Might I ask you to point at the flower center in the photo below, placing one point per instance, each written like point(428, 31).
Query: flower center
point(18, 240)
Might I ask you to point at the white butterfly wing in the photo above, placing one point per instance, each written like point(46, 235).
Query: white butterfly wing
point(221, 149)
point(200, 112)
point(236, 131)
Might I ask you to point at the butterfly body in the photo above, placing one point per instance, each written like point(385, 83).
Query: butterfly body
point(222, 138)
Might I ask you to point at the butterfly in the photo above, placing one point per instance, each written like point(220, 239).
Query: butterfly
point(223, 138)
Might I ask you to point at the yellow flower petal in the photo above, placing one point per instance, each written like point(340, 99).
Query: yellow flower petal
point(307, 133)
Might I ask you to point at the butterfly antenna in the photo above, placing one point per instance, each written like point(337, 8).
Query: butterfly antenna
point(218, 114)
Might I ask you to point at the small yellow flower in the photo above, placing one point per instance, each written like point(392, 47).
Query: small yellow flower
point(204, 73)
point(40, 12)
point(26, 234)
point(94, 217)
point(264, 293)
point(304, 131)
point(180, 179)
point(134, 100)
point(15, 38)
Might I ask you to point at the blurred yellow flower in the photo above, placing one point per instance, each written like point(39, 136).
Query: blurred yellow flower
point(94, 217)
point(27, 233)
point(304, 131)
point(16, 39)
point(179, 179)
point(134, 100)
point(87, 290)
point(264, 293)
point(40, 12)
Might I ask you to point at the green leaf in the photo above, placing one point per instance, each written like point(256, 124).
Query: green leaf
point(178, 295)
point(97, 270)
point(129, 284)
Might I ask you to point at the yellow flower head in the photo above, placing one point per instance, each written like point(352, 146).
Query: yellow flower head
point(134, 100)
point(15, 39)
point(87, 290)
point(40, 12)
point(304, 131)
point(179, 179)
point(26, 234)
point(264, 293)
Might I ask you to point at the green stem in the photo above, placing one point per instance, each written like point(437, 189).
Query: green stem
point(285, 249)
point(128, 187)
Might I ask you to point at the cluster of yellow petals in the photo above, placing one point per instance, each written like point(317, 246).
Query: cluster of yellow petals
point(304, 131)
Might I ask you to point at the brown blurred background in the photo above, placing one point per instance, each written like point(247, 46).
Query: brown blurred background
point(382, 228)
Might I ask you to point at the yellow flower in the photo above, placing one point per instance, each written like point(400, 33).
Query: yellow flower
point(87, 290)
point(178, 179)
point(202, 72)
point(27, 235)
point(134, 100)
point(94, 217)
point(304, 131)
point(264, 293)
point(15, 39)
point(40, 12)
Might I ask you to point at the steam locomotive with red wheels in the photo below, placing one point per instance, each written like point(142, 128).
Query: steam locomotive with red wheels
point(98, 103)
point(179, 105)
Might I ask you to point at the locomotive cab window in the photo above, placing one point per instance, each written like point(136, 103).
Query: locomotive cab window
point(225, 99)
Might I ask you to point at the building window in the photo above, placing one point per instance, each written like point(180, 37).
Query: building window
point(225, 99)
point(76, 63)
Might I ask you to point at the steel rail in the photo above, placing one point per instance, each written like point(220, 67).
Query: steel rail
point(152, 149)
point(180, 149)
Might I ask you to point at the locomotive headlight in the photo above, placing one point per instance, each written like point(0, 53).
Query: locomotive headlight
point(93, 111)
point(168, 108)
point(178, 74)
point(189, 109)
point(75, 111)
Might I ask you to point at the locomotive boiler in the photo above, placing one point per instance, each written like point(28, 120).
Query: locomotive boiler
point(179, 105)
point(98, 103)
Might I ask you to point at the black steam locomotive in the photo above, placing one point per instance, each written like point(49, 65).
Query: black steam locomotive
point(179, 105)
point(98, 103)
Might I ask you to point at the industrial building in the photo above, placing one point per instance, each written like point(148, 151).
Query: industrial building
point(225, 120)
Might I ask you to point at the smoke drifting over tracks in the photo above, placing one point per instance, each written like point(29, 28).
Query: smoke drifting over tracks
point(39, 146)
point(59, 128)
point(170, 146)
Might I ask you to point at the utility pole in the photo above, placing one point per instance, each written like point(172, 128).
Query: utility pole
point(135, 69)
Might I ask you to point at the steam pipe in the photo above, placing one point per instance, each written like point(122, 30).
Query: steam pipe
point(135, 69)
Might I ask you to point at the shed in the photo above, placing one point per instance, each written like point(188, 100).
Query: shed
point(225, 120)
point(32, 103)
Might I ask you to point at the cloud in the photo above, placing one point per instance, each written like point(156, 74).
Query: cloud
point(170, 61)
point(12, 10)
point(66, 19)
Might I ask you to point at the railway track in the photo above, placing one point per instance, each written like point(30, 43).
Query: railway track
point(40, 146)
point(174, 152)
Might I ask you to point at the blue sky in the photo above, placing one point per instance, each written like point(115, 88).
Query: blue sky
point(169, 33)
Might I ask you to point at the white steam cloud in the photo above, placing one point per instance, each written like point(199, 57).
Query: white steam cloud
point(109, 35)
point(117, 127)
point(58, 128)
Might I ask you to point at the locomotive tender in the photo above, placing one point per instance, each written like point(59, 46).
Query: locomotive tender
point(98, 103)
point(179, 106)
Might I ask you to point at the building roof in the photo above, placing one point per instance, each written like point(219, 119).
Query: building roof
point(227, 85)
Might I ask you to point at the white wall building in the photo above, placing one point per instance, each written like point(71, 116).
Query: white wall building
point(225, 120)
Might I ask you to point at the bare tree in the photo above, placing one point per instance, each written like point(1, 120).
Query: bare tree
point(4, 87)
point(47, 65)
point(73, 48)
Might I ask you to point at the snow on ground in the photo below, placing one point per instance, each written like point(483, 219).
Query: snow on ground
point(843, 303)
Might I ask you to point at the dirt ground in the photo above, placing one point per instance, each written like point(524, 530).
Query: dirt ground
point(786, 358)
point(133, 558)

______________________________

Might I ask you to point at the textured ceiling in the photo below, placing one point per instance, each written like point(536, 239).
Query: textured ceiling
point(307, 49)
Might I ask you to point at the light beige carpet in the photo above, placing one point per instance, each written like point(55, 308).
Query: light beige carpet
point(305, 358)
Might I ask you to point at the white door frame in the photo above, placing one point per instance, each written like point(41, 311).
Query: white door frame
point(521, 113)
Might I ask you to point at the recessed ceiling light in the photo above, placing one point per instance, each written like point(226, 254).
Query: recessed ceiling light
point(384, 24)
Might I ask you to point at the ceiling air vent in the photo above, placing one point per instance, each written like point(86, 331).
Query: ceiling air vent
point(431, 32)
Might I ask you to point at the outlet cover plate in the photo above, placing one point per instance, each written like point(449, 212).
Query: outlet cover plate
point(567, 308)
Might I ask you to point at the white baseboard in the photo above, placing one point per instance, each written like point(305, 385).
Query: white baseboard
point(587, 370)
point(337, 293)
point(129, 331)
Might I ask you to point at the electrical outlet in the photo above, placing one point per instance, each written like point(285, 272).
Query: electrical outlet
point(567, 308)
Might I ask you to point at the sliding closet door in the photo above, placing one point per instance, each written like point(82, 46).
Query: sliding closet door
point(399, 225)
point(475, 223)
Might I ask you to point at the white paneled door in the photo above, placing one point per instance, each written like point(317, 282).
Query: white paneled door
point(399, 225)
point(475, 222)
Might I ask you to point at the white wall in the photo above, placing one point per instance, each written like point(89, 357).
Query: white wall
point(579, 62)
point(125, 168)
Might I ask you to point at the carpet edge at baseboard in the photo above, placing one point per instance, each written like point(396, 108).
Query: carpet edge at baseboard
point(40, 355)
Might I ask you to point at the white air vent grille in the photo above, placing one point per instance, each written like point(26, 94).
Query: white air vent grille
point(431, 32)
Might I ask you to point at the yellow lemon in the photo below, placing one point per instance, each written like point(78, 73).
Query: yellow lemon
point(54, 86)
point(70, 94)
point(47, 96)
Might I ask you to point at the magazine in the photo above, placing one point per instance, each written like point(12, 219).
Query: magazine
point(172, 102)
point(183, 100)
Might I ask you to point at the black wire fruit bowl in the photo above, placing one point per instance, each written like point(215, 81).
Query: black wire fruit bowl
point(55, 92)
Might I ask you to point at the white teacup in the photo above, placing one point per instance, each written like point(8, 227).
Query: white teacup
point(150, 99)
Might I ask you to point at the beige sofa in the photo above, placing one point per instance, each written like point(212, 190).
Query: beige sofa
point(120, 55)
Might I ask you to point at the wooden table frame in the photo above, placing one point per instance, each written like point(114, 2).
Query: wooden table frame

______________________________

#### [OBJECTIVE]
Render the stretch from the line containing "Might I ask you to point at the building window" through the line containing "point(180, 149)" as a Markdown table with the columns Row and Line, one numbered row per line, leaving out blank lines.

#### [ANSWER IN FULL]
| Row | Line |
|---|---|
| 1 | Might I ask you to point at the building window in the photo above, placing one point per instance, each written like point(180, 37). |
| 2 | Query: building window |
| 3 | point(225, 99) |
| 4 | point(76, 63) |
| 5 | Might I ask you to point at the steel rail in the photo above, placing one point per instance, each written like point(220, 67). |
| 6 | Query: steel rail |
| 7 | point(152, 149) |
| 8 | point(180, 149) |